What you need to do:
1 – In the college basketball blog post, why does the writer call last Tuesday night special? Answer in one to three sentences.
2 – Write the next part of the college basketball blog post, beginning after its final sentence.

------ Source extract ------

Thursday, February 13, 2025

Bottom Feeder Thursday Night - College Basketball No Names

Bottom Feeder Thursday Night - College Basketball No Names

    Tonight I looked at the college basketball schedule, the games to be played, and it was mostly full of small schools and unheard of conferences filling the slate. Okay, I may have checked that yesterday night or so. I always try to be aware when Indiana or BYU are playing. Last Tuesday night was special, it got me fired up and more interested as to how things will play out.

    My Hoosiers and Cougars both won on the road, and have given them some chances, just maybe both, to be dancing in March. 

    One good game planned was Maryland at Nebraska. I tracked it some on my phone, then I observed the last 6 or so minutes. The Terrapins are good, they won it. Nebraska is not bad, but maybe not good enough. They are 6-8 now in the Big Ten Conference, tied with IU. One of them could or should get into the NCAA tournament, as some predicted the Cornhuskers a ten seed (our of 16), but as it stands I think the Hoosiers might be able to swap places.

------ Records provided ------

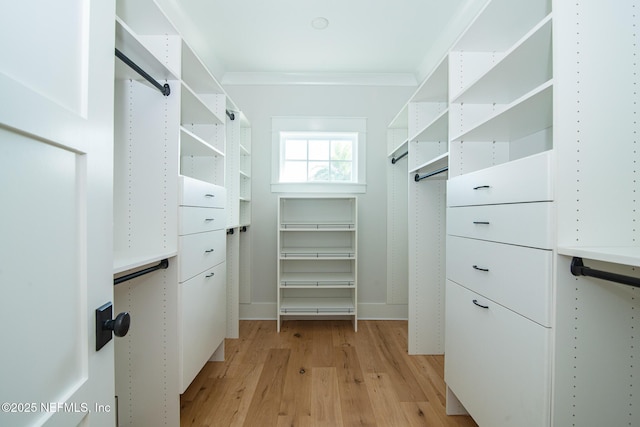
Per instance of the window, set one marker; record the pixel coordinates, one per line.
(318, 157)
(318, 154)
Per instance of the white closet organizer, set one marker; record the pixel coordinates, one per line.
(317, 257)
(500, 216)
(169, 203)
(238, 184)
(397, 213)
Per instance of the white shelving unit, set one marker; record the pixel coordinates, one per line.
(317, 257)
(146, 152)
(169, 201)
(418, 228)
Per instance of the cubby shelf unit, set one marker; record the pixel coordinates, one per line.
(317, 257)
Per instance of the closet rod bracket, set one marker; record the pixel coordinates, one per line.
(579, 269)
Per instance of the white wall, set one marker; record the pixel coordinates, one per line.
(378, 105)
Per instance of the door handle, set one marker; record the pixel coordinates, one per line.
(106, 326)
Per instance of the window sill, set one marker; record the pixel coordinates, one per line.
(317, 187)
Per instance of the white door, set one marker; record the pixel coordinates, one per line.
(56, 130)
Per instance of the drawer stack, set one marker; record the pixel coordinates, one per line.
(498, 300)
(202, 272)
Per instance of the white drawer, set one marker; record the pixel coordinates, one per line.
(526, 224)
(202, 318)
(201, 251)
(197, 220)
(496, 362)
(523, 180)
(515, 276)
(194, 192)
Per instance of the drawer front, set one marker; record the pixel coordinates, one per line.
(199, 252)
(526, 224)
(197, 220)
(524, 180)
(194, 192)
(517, 277)
(202, 321)
(497, 362)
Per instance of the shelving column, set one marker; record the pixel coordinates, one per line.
(500, 217)
(317, 258)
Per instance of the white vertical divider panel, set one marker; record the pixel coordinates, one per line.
(397, 214)
(428, 147)
(232, 183)
(427, 228)
(597, 77)
(146, 148)
(233, 284)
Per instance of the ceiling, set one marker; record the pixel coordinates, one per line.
(392, 40)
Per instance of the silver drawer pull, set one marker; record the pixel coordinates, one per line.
(475, 301)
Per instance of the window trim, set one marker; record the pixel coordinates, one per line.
(319, 124)
(308, 137)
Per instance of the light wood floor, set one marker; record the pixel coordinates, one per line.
(320, 373)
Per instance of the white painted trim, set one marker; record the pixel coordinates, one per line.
(335, 79)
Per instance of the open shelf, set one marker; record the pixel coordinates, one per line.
(317, 306)
(626, 255)
(530, 113)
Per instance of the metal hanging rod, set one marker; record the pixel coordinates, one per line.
(419, 177)
(395, 159)
(161, 265)
(579, 269)
(164, 89)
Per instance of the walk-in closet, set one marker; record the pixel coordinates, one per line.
(408, 213)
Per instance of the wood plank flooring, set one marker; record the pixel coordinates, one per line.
(320, 373)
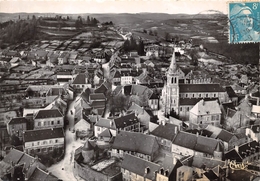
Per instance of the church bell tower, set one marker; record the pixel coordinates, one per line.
(172, 87)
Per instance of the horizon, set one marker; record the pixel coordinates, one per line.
(111, 6)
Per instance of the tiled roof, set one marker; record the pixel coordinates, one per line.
(256, 109)
(136, 142)
(231, 93)
(167, 131)
(225, 135)
(255, 128)
(137, 165)
(43, 134)
(41, 175)
(197, 142)
(51, 113)
(18, 120)
(97, 96)
(13, 156)
(106, 133)
(201, 162)
(107, 123)
(186, 88)
(193, 101)
(80, 79)
(206, 108)
(125, 120)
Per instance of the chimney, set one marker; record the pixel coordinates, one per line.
(174, 160)
(175, 129)
(236, 148)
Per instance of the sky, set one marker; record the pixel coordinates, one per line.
(112, 6)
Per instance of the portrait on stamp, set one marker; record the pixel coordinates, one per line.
(244, 20)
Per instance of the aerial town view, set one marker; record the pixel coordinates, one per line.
(129, 90)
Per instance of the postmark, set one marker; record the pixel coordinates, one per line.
(244, 22)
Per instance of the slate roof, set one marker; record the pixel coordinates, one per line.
(225, 135)
(186, 88)
(206, 108)
(50, 113)
(231, 93)
(19, 157)
(97, 96)
(41, 175)
(201, 162)
(43, 134)
(125, 120)
(166, 131)
(197, 142)
(80, 79)
(255, 128)
(105, 133)
(137, 165)
(18, 120)
(136, 142)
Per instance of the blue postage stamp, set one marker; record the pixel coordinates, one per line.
(244, 22)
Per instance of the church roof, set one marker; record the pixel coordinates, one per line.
(189, 88)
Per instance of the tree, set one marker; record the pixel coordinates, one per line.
(155, 33)
(167, 36)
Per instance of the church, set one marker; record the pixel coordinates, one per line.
(182, 96)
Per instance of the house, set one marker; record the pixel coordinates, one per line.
(189, 144)
(184, 173)
(135, 168)
(142, 114)
(247, 152)
(165, 134)
(51, 118)
(256, 111)
(64, 77)
(90, 165)
(41, 54)
(63, 58)
(55, 92)
(59, 104)
(44, 141)
(232, 95)
(240, 117)
(135, 143)
(15, 61)
(18, 165)
(16, 126)
(253, 132)
(116, 78)
(53, 60)
(238, 89)
(72, 57)
(81, 82)
(128, 122)
(229, 139)
(206, 112)
(82, 106)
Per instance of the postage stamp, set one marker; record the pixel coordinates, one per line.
(244, 22)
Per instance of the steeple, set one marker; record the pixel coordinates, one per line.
(173, 65)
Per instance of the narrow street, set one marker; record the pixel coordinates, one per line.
(64, 169)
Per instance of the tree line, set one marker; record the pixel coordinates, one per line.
(17, 32)
(132, 45)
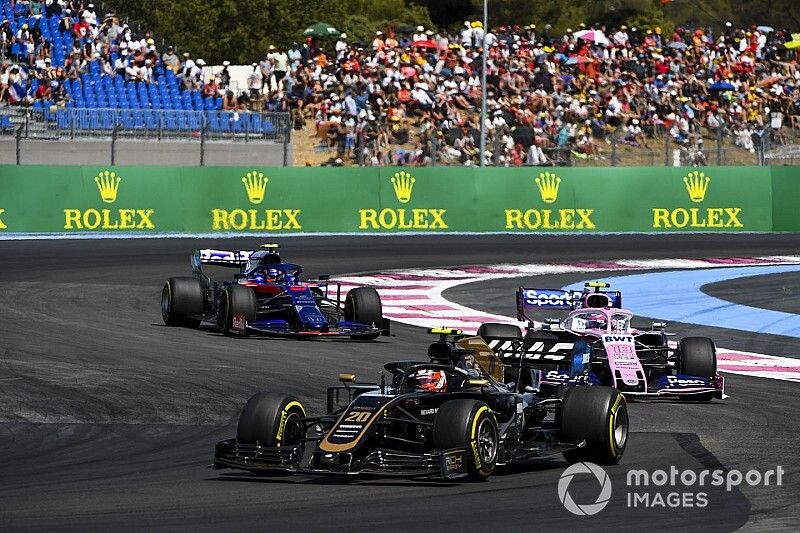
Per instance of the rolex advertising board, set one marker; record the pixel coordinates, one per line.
(366, 200)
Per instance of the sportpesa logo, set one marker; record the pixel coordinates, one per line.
(255, 187)
(697, 186)
(548, 185)
(390, 218)
(108, 185)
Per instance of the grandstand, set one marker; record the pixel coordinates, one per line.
(98, 102)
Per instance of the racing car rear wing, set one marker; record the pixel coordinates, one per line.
(531, 352)
(229, 258)
(546, 299)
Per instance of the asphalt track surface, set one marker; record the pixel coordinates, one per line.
(108, 418)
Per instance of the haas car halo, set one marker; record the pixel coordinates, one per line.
(268, 297)
(595, 344)
(450, 417)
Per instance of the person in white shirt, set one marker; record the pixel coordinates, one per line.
(341, 46)
(535, 156)
(466, 35)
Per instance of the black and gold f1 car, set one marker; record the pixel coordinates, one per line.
(450, 417)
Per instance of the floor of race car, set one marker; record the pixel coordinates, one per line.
(108, 418)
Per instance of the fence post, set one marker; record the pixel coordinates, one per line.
(114, 145)
(203, 142)
(18, 138)
(614, 161)
(286, 137)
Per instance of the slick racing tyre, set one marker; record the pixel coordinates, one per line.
(235, 300)
(271, 420)
(363, 305)
(697, 356)
(180, 298)
(492, 329)
(468, 424)
(598, 416)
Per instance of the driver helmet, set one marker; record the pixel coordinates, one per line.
(431, 380)
(596, 321)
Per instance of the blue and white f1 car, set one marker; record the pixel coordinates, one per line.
(269, 297)
(595, 344)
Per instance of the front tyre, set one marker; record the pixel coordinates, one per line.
(235, 300)
(597, 416)
(469, 424)
(180, 298)
(697, 356)
(272, 420)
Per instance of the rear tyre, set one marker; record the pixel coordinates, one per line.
(363, 305)
(598, 416)
(493, 329)
(235, 300)
(697, 356)
(180, 298)
(468, 424)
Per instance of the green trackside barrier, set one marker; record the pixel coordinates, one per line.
(786, 198)
(50, 199)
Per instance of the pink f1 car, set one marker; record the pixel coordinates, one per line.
(596, 345)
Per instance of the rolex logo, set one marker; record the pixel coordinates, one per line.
(255, 183)
(108, 184)
(697, 185)
(548, 184)
(403, 184)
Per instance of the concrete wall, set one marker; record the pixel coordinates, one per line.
(143, 152)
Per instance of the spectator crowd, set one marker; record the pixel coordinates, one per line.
(413, 95)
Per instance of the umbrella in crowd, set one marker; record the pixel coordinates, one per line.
(425, 44)
(721, 86)
(321, 29)
(595, 36)
(578, 60)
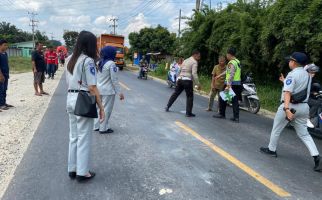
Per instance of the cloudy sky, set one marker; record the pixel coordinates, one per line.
(95, 15)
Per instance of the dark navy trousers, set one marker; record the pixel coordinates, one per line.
(3, 92)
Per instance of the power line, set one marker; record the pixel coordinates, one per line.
(114, 19)
(33, 24)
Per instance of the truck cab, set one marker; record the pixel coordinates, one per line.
(116, 41)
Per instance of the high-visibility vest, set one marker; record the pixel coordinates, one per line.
(237, 76)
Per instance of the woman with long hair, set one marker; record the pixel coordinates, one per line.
(81, 75)
(108, 86)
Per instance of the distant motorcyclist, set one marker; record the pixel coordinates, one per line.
(143, 64)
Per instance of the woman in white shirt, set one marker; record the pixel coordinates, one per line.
(81, 75)
(108, 86)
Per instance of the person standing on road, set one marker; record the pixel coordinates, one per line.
(81, 75)
(217, 85)
(38, 68)
(294, 108)
(4, 75)
(108, 86)
(232, 81)
(188, 74)
(51, 57)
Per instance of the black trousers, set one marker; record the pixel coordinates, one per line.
(186, 85)
(223, 104)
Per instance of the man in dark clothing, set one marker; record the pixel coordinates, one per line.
(39, 68)
(4, 75)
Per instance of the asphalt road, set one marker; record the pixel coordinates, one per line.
(159, 155)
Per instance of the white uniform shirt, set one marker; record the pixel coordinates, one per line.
(88, 75)
(296, 81)
(107, 80)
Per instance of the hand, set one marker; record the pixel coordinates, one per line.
(121, 96)
(102, 115)
(282, 78)
(289, 115)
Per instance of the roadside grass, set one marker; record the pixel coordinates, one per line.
(19, 65)
(269, 94)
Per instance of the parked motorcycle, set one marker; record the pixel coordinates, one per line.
(317, 120)
(250, 100)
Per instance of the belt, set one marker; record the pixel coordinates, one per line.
(76, 91)
(293, 103)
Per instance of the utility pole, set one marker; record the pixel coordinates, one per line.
(197, 5)
(114, 19)
(33, 24)
(179, 33)
(52, 35)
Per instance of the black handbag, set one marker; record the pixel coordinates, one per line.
(85, 103)
(300, 96)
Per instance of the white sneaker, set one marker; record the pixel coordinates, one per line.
(309, 123)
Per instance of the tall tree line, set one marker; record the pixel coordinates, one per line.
(262, 31)
(12, 34)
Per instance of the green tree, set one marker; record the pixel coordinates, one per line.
(70, 38)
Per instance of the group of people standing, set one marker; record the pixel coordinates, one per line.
(83, 73)
(224, 78)
(294, 108)
(4, 75)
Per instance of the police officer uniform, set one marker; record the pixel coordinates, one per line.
(80, 135)
(296, 81)
(233, 78)
(188, 73)
(108, 86)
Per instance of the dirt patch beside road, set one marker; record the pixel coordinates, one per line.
(18, 125)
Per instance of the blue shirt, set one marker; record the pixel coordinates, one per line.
(4, 65)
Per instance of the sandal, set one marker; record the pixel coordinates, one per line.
(85, 178)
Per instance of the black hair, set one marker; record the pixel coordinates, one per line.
(3, 41)
(195, 51)
(231, 51)
(87, 44)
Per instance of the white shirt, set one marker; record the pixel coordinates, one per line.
(86, 73)
(107, 80)
(296, 81)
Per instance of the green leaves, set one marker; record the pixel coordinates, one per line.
(262, 31)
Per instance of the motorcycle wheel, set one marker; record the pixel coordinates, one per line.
(254, 106)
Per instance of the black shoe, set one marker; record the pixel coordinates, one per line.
(107, 131)
(267, 151)
(317, 166)
(236, 120)
(72, 175)
(166, 109)
(219, 116)
(85, 178)
(190, 115)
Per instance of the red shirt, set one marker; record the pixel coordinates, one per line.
(51, 57)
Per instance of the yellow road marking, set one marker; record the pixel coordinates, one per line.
(124, 86)
(276, 189)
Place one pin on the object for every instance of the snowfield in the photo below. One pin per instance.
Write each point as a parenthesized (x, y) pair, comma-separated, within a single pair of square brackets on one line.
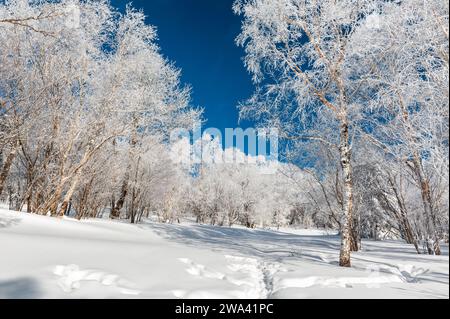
[(42, 257)]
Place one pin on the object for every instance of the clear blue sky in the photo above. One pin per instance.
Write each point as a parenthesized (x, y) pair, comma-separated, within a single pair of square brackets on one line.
[(198, 35)]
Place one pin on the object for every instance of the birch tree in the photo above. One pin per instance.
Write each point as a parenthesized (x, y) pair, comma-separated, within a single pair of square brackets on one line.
[(297, 53)]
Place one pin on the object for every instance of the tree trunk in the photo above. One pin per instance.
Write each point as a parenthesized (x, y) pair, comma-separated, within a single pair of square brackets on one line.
[(345, 154), (432, 240), (68, 196), (6, 168), (115, 212)]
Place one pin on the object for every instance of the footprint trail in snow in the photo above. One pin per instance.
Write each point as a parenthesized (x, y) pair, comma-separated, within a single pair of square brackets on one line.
[(253, 278), (71, 277)]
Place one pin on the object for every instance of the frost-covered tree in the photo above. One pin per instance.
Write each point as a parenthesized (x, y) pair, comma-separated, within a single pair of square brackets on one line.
[(297, 52)]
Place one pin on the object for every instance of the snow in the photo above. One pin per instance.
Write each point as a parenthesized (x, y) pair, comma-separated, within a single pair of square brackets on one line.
[(43, 257)]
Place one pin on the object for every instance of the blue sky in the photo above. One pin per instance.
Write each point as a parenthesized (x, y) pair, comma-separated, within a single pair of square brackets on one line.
[(198, 35)]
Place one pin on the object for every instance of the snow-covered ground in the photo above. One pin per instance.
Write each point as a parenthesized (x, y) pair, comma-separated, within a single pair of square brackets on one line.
[(42, 257)]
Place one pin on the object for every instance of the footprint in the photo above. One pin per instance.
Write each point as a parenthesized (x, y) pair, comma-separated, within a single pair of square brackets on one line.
[(252, 278), (72, 276), (200, 270)]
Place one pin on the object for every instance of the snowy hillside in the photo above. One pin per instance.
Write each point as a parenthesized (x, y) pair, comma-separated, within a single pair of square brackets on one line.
[(45, 257)]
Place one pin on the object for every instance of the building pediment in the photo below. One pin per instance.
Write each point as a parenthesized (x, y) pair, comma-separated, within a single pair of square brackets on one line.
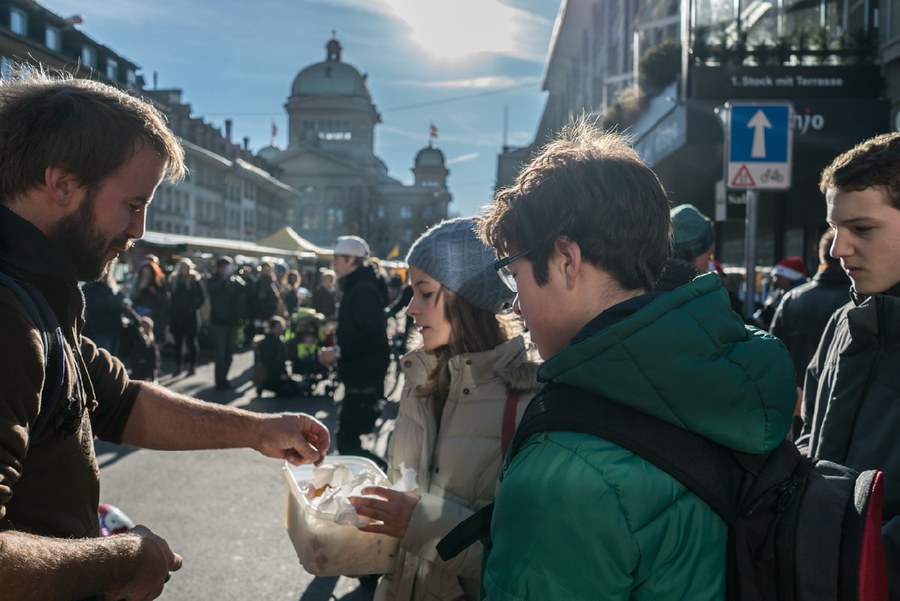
[(315, 162)]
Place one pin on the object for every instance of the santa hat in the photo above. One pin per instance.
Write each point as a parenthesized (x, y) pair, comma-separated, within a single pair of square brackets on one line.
[(791, 268)]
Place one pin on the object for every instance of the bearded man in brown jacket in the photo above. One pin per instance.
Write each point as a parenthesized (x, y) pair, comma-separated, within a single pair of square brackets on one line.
[(79, 164)]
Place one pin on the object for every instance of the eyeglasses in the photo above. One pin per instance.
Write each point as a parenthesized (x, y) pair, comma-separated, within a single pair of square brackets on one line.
[(501, 266)]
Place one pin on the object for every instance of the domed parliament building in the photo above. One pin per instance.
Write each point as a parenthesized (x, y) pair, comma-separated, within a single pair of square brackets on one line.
[(344, 187)]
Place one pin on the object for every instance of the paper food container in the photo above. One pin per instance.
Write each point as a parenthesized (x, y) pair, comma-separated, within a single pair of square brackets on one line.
[(326, 548)]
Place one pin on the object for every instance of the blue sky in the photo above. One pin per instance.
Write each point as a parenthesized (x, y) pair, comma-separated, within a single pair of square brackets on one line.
[(460, 64)]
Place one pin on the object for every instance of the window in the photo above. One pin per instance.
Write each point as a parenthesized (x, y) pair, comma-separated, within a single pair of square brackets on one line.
[(334, 130), (18, 21), (88, 56), (53, 38)]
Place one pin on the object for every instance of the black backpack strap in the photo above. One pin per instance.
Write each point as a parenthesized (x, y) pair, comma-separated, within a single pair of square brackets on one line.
[(474, 528), (709, 470), (54, 351), (712, 472)]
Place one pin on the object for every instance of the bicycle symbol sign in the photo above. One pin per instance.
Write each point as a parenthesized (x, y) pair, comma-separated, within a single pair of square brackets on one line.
[(758, 145)]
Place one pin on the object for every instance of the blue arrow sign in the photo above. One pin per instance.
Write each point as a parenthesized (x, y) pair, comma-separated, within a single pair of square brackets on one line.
[(760, 133), (758, 145)]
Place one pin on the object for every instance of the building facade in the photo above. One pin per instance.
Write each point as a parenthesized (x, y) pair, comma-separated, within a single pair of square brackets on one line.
[(31, 34), (665, 73), (344, 187)]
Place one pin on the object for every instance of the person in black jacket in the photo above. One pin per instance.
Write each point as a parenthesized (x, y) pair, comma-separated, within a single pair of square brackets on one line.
[(362, 352), (804, 311), (226, 297)]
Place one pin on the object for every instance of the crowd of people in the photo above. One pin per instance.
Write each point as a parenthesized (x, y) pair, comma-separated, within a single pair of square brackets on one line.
[(579, 276)]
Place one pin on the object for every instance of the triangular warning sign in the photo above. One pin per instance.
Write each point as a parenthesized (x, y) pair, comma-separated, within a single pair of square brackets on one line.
[(742, 178)]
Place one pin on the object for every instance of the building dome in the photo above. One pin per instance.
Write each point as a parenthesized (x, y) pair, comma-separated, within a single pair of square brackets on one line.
[(330, 77), (429, 157), (269, 152)]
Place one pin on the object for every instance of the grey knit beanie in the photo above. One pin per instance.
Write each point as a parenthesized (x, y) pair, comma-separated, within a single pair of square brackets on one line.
[(452, 253), (692, 232)]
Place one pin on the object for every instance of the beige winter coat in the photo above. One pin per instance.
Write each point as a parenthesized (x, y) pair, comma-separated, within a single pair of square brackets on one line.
[(457, 461)]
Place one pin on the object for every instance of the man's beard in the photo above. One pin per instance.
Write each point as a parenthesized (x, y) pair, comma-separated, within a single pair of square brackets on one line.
[(85, 247)]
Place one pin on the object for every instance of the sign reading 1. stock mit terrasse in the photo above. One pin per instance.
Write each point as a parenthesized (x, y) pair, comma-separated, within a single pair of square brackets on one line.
[(758, 145)]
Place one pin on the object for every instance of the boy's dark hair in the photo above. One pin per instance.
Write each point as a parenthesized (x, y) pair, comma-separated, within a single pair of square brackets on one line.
[(592, 188), (874, 163), (85, 127)]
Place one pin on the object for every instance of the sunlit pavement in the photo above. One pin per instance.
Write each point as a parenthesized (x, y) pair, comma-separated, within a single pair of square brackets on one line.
[(223, 510)]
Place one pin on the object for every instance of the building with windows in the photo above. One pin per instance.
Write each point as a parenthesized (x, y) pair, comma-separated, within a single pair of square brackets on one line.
[(229, 192), (344, 187), (327, 183), (32, 34), (664, 72)]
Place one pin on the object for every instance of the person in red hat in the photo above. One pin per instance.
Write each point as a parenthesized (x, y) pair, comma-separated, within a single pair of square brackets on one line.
[(787, 274)]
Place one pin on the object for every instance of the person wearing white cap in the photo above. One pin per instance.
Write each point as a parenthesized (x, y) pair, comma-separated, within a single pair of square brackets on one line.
[(466, 385), (362, 353)]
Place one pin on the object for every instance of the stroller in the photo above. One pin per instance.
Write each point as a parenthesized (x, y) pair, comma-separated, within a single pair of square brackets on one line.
[(307, 334)]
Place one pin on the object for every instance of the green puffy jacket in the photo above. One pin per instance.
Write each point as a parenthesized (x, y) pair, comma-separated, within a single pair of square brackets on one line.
[(578, 517)]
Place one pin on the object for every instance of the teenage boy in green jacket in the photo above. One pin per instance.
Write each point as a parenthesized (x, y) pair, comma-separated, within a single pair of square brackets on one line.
[(583, 234)]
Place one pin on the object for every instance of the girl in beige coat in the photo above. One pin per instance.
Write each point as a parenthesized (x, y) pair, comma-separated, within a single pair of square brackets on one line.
[(466, 387)]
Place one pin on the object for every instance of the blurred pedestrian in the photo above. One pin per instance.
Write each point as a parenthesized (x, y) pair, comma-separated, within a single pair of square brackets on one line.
[(470, 378), (150, 294), (103, 313), (145, 358), (805, 310), (227, 295), (323, 300), (787, 274), (361, 353), (187, 298)]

------

Results of the tasks:
1 – Last Tuesday night was special because the writer's Hoosiers and Cougars both won on the road. Those wins gave both teams some chance to be dancing in March. That got the writer fired up and more interested in how things will play out.

2 –
    UCLA tomorrow night will indicate a lot. And, the Big Ten Tourney could decides some things. For sure.

    Who were the nobodies tonight? Queens College? Queens University? Likely in Queens, New York. Monmouth? The Hawks? Quite a few teams with poor records. Like Oral Roberts on the tube right now. Losing in overtime to North Dakota State. 
    
    Memphis played tonight, they are ranked. Two teams with good records were: UNC-Wilmington against another program with a good amount of wins.

    UC San Diego is 20-4, beating up on 10-15 Cal St. Bakersfield.  Liberty wins, they are 19-5. Not bad.

    Oregon State is 17-8 in the New Pac 12. 

    Ooh, the Dons of San Francisco are playing the Gonzaga Bulldogs. That is a good match up, 20-6 versus 18-7. The Dons might make me eat some crazy crow. I thought that they were not that good, but they are good enough to beat quite a few, I think.

    Nobody teams, bottom feeders.

    346 Division 1 teams? How many conferences? Thirty?

    Binghamton. Campbell. NJIT. Who else? I forget. Forgettable. That is what they are.

    Small, (not South Florida, but poor record), isolated, barely heard of.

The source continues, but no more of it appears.